Prompt » Swap "detect" for "locate" everywhere it appears in the rows below, and reproduce them with nothing else changed. Leave the pictures out of your answer.

[start Raw data]

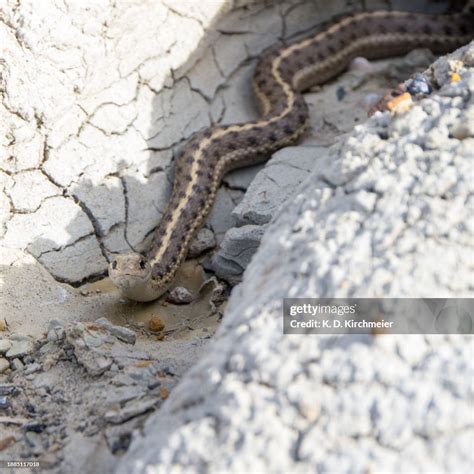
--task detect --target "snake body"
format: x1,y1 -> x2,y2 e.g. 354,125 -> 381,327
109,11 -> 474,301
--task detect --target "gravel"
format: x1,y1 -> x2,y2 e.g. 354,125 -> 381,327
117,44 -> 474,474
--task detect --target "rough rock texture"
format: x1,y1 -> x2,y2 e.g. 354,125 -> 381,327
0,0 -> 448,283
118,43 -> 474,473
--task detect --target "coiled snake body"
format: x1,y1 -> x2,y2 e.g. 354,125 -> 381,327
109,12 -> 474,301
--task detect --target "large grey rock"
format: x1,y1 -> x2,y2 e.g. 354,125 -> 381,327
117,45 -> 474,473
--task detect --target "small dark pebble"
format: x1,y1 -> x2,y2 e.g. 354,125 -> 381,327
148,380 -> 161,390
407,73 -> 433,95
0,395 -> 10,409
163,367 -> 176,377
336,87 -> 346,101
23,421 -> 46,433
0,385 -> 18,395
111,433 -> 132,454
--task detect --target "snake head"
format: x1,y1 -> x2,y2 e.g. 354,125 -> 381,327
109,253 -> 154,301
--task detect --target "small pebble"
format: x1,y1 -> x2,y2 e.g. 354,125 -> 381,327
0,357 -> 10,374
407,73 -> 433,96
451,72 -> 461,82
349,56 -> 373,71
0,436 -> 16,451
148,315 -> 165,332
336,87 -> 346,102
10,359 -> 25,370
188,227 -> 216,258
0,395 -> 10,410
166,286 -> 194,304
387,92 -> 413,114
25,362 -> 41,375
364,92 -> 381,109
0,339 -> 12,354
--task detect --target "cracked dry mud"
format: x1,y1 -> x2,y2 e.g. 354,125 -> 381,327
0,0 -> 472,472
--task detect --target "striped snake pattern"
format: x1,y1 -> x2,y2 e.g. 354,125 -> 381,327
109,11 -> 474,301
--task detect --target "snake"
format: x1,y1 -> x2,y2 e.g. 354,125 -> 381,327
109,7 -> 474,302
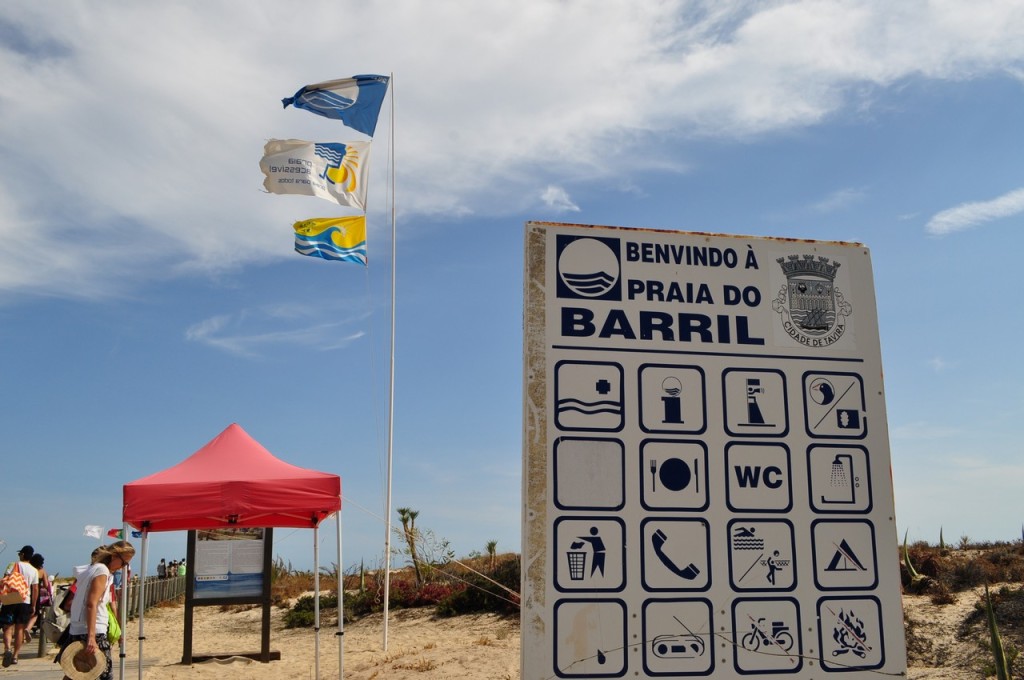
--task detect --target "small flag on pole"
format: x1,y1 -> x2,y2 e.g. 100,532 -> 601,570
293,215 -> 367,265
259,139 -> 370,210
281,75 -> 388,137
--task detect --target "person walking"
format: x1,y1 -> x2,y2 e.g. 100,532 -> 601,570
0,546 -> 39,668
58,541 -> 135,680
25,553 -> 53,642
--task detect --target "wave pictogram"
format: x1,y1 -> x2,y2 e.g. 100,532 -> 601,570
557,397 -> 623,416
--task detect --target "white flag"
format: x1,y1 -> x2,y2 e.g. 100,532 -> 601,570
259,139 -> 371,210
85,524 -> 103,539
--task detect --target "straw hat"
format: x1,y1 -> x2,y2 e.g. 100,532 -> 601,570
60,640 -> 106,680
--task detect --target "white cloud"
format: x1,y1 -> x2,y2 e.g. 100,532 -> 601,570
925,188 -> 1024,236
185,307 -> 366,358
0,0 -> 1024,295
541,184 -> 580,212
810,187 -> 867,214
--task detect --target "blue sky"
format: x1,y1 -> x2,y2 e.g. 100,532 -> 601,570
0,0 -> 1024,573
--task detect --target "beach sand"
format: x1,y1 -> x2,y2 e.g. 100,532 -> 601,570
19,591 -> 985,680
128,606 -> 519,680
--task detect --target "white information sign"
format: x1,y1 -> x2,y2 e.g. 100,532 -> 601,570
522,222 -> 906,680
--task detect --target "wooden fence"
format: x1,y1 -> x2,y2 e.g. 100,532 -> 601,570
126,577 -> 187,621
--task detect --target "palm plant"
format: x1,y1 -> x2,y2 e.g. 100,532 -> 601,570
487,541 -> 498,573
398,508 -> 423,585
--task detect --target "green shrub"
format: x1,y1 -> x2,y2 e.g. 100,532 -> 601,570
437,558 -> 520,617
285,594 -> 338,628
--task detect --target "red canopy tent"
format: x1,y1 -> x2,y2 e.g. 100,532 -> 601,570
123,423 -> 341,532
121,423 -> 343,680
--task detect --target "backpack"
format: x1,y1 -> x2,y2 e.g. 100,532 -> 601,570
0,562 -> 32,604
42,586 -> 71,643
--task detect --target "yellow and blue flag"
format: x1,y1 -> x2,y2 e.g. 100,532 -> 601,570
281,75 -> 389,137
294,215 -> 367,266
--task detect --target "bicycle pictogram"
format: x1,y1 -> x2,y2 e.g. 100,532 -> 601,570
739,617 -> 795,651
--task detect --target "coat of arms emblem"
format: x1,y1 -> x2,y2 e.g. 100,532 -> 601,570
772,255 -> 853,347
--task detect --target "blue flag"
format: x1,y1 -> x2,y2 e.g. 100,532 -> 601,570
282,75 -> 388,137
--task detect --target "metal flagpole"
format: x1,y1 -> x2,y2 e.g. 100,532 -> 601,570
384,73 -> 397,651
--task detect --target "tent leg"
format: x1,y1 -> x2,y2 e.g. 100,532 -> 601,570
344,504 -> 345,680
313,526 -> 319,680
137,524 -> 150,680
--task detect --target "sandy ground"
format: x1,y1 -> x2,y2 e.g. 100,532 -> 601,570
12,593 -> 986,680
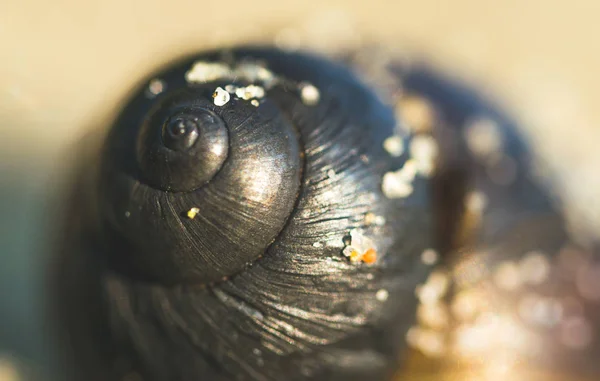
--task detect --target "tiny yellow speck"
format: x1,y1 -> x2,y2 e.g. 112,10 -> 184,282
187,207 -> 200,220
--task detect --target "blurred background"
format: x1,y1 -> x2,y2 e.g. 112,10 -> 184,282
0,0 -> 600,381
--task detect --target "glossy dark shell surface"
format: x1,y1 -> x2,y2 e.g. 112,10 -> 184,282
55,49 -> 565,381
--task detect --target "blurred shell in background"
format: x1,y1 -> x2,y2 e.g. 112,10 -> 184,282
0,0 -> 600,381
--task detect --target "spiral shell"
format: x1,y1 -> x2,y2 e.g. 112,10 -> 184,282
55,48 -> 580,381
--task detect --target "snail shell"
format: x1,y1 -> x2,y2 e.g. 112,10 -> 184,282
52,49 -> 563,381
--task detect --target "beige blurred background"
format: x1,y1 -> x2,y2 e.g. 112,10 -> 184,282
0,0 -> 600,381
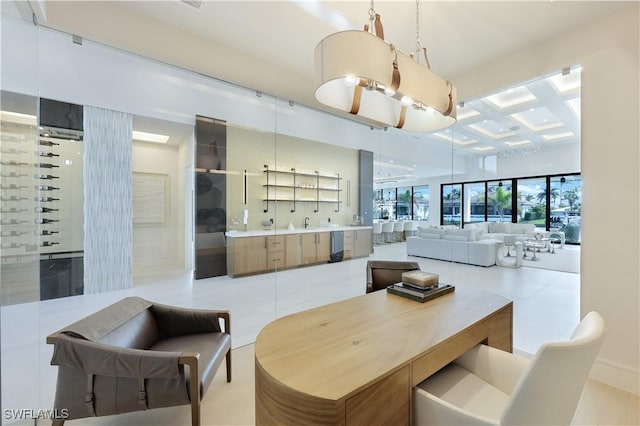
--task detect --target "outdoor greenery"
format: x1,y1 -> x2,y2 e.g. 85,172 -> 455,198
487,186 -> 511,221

[end Raw data]

Response to this exercise »
--task locate --target "snake body"
format: x1,y1 -> x2,y2 e.g. 354,125 -> 381,327
109,11 -> 474,301
--task locate --target "gravel"
format: x1,y1 -> x2,y2 e.g. 354,125 -> 381,327
117,44 -> 474,474
--task locate --target "rough rock texture"
format: x1,y1 -> x2,y2 e.g. 354,125 -> 381,327
0,0 -> 448,283
118,43 -> 474,473
--task locate --target "coiled snake body"
format: x1,y1 -> x2,y2 e.g. 354,125 -> 381,327
109,12 -> 474,301
--task locate --target "large grey rock"
format: x1,y1 -> x2,y2 e.g. 354,125 -> 381,327
117,45 -> 474,473
--task locate --target "small dark pebble"
format: x1,y1 -> x2,y2 e.g. 354,125 -> 381,327
148,380 -> 161,390
407,73 -> 433,95
0,395 -> 10,409
163,367 -> 176,377
336,87 -> 346,101
23,421 -> 46,433
0,385 -> 18,395
111,433 -> 132,454
--task locate --target "snake head"
format: x1,y1 -> x2,y2 e.g. 354,125 -> 381,327
109,253 -> 154,301
--task locate --target "small pebble"
format: x1,y1 -> x2,y2 e.g. 354,125 -> 381,327
0,357 -> 10,374
407,73 -> 433,96
451,72 -> 461,82
349,56 -> 373,71
0,436 -> 16,451
148,315 -> 165,332
336,87 -> 346,102
10,359 -> 25,370
188,227 -> 216,258
0,395 -> 10,410
166,286 -> 194,304
387,92 -> 413,114
25,362 -> 41,375
364,92 -> 381,109
0,339 -> 12,354
--task locate --target "cracked dry mud"
format: x1,y1 -> x2,y2 e.g. 354,125 -> 381,327
0,0 -> 472,472
--task locate --target "striped snake pattern"
format: x1,y1 -> x2,y2 e.g. 354,125 -> 381,327
109,11 -> 474,301
--task locate --target "snake"
format: x1,y1 -> x2,y2 e.g. 354,125 -> 381,327
109,7 -> 474,302
--task locate --target "small flag on pole"
format: x1,y1 -> x2,y2 e.g. 100,532 -> 601,570
293,215 -> 367,265
259,139 -> 370,210
281,75 -> 388,137
--task locate --target "person walking"
format: x1,y1 -> x2,y2 e.g. 100,532 -> 601,570
0,546 -> 39,668
58,541 -> 135,680
25,553 -> 53,642
--task locate --target "wave pictogram"
format: x1,y1 -> x2,y2 e.g. 100,532 -> 601,570
557,397 -> 623,416
--task locate --target "white flag"
format: x1,y1 -> x2,y2 e.g. 100,532 -> 601,570
259,139 -> 371,210
85,524 -> 103,539
--task locate --target "straw hat"
format: x1,y1 -> x2,y2 e.g. 100,532 -> 601,570
60,640 -> 106,680
--task locate --target "white cloud"
format: x1,y1 -> x2,y2 e.g. 100,532 -> 601,570
925,188 -> 1024,236
185,307 -> 366,358
0,0 -> 1024,295
541,184 -> 580,212
810,187 -> 867,214
--task locate --target "blue sky"
format: x1,y1 -> x2,y2 e.g. 100,532 -> 601,570
0,0 -> 1024,573
--task locate --target "beach sand"
format: x1,y1 -> x2,y2 e.g. 100,532 -> 601,570
19,591 -> 985,680
128,606 -> 519,680
--task locate --target "white information sign"
format: x1,y1 -> x2,y2 e.g. 100,532 -> 601,570
522,222 -> 906,680
--task locate --target "wooden fence"
format: x1,y1 -> x2,y2 e.g. 100,532 -> 601,570
126,577 -> 187,621
--task locate --target "palm plant"
format: x1,y1 -> x2,y2 e.g. 100,532 -> 601,570
487,541 -> 498,573
398,508 -> 423,585
--task locate --target "green shrub"
format: x1,y1 -> x2,y2 e.g. 100,532 -> 601,570
437,558 -> 520,617
285,594 -> 338,628
--task locate --target "red canopy tent"
format: x1,y1 -> x2,y2 e.g. 100,532 -> 601,570
123,423 -> 341,532
121,423 -> 343,680
--task locate --target "backpack"
format: x1,y1 -> x2,y2 e.g. 100,532 -> 601,570
0,562 -> 32,604
42,586 -> 71,643
--task locate --target "yellow and blue flag"
format: x1,y1 -> x2,y2 e.g. 100,532 -> 601,570
281,75 -> 389,137
294,215 -> 367,266
--task locate --target "bicycle pictogram"
format: x1,y1 -> x2,y2 e.g. 100,532 -> 601,570
739,617 -> 795,651
--task locate --target "coat of arms emblem"
format: x1,y1 -> x2,y2 e.g. 100,532 -> 601,570
772,255 -> 853,347
--task locate --target "blue flag"
format: x1,y1 -> x2,y2 e.g. 100,532 -> 601,570
282,75 -> 388,137
--task locate --target "metal flagpole"
format: x1,y1 -> x2,y2 e.g. 100,532 -> 601,570
384,73 -> 397,651
--task locate --target "tent leg"
format: x1,y1 -> x2,y2 e.g. 100,532 -> 601,570
344,504 -> 345,680
313,526 -> 319,680
137,524 -> 150,680
--task locate --target "sandy ground"
format: x1,y1 -> x2,y2 e.g. 100,532 -> 601,570
12,593 -> 986,680
--task locate --target "tiny yellow speck"
format: x1,y1 -> x2,y2 e.g. 112,10 -> 184,282
187,207 -> 200,220
--task locate --target "blurred background"
format: x1,y1 -> x2,y2 e.g. 112,10 -> 184,282
0,0 -> 600,381
--task locate --target "glossy dark shell surface"
format: x1,y1 -> x2,y2 e.g. 112,10 -> 184,282
55,49 -> 565,381
--task locate --target "blurred shell in background"
format: x1,y1 -> x2,y2 e.g. 112,10 -> 184,282
0,0 -> 600,381
--task locate --target "spiral shell"
format: x1,y1 -> x2,y2 e.g. 112,10 -> 184,282
55,48 -> 580,381
--task locate --target "snail shell"
format: x1,y1 -> x2,y2 e.g. 112,10 -> 184,282
52,49 -> 563,381
--task locate --target "beige blurred background"
format: x1,y1 -> x2,y2 e.g. 112,10 -> 184,282
0,0 -> 600,381
--task locate --target "outdoor greenery"
format: x1,y1 -> x2,y2 e.g. 85,172 -> 455,198
487,186 -> 511,221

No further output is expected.